- [Try it]:
Match the string "hand" against each line below, and copy every line that matches.

/---

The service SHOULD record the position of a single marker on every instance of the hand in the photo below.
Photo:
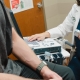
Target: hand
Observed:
(39, 37)
(49, 75)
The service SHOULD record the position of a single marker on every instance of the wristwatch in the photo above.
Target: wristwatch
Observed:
(40, 66)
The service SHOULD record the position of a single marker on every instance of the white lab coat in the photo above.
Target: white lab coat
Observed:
(68, 25)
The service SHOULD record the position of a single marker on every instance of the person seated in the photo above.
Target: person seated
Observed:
(70, 24)
(28, 66)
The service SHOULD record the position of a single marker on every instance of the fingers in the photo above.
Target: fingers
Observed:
(33, 37)
(38, 37)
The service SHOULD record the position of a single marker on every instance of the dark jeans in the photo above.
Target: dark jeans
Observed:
(65, 72)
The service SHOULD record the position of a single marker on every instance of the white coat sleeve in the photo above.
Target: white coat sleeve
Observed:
(67, 25)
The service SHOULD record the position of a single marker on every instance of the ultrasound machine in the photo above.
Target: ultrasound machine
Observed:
(48, 49)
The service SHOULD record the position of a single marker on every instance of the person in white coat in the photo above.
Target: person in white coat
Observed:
(70, 24)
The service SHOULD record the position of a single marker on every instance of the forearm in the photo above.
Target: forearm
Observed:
(4, 76)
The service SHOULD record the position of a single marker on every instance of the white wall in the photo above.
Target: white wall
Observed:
(55, 12)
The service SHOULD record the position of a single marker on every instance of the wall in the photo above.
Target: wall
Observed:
(55, 12)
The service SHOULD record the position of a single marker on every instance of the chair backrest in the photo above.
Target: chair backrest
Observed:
(15, 24)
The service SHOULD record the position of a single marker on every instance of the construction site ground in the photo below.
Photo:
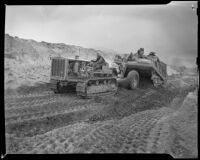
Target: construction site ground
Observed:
(144, 120)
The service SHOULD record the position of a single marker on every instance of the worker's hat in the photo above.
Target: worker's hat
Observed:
(152, 53)
(142, 49)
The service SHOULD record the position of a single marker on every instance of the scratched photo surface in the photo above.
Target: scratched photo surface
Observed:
(101, 79)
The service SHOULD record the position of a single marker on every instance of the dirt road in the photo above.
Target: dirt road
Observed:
(129, 122)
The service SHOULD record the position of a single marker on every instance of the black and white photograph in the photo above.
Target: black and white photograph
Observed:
(101, 79)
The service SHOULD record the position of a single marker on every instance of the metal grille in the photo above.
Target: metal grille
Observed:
(58, 67)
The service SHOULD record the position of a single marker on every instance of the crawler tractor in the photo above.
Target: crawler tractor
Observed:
(79, 76)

\---

- [Reply to the exercise]:
The service SHOULD record the position of a single marker on every instance of the hand in the photo below.
Target: hand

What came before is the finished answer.